▸ What needs to be done: Would you copy out the following entries exactly, without any of the pictures?

##### The data #####

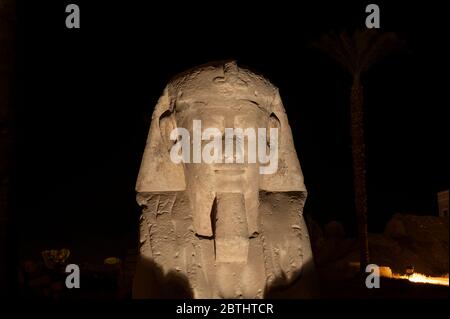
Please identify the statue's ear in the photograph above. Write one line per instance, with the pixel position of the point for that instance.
(158, 173)
(288, 176)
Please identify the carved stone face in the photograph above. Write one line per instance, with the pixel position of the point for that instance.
(205, 180)
(230, 230)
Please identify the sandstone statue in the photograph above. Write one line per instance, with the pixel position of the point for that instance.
(221, 221)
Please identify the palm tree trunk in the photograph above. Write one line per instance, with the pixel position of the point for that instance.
(359, 170)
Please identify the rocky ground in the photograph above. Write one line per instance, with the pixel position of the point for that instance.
(408, 242)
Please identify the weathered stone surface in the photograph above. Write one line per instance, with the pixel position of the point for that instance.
(221, 230)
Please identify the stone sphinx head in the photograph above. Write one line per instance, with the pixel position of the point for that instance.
(222, 189)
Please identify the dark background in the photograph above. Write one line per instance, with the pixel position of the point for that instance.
(85, 98)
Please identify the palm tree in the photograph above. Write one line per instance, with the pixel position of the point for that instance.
(357, 53)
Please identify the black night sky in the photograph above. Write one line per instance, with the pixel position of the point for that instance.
(85, 99)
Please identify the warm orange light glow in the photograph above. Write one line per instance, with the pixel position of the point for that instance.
(420, 278)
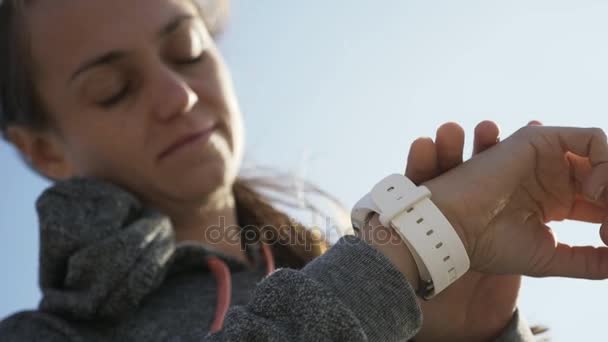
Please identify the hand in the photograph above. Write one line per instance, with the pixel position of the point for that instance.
(477, 306)
(500, 200)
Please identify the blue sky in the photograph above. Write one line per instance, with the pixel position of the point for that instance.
(337, 90)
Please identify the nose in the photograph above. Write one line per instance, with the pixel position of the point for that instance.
(174, 96)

#####

▸ Response to this exercise:
Please identify the statue's ear in the photograph above. Write one line per instance, with the pixel position of the point for that instance.
(158, 173)
(288, 176)
Please identify the carved stone face in the photograph above. Write one line per instance, with the pixel position of the point for that instance.
(205, 180)
(230, 230)
Please identify the sandstone statue in the photograph above. Write one line per instance, with the pixel position of the point for that instance.
(221, 221)
Please identify the palm tree trunk in the photograph above. Write one line per instance, with the pixel position of the point for that instance.
(359, 170)
Please identify the rocky ground in the photograph above. Write one line per instance, with the pixel position of the point for that instance.
(408, 242)
Please identify the weathered stone surface in the photograph above. Write one line per instance, with the pixel position of the point for that instance.
(221, 230)
Please identify the stone sphinx head in the photograph above. Write one line per instance, with the pixel position of the point for that instance.
(222, 189)
Please identify the dark background in the photograph above. Write one line per instance, with the pixel position of the point for that instance.
(85, 98)
Please identify the palm tree in the photograph above. Write one line per instance, with the pixel position of the point for that instance.
(357, 53)
Please identify the black night sky in the photograph above. Write one line per instance, with the pixel position of the point for that instance.
(85, 99)
Please identify the warm orange light glow in the photograph above. Write one line per instance, with the pixel position of the point for that instance.
(420, 278)
Please identify the hand in the photograph above. Write one line per instance, with the pixel position of the point for that instance.
(477, 306)
(500, 200)
Please identify the blue sky in the photograph above. Write one line per instance, with the pixel position of the point for that instance.
(337, 90)
Please identify the nose in the photograph above. Write one line per instance, with the pixel position of the point for that instance.
(174, 96)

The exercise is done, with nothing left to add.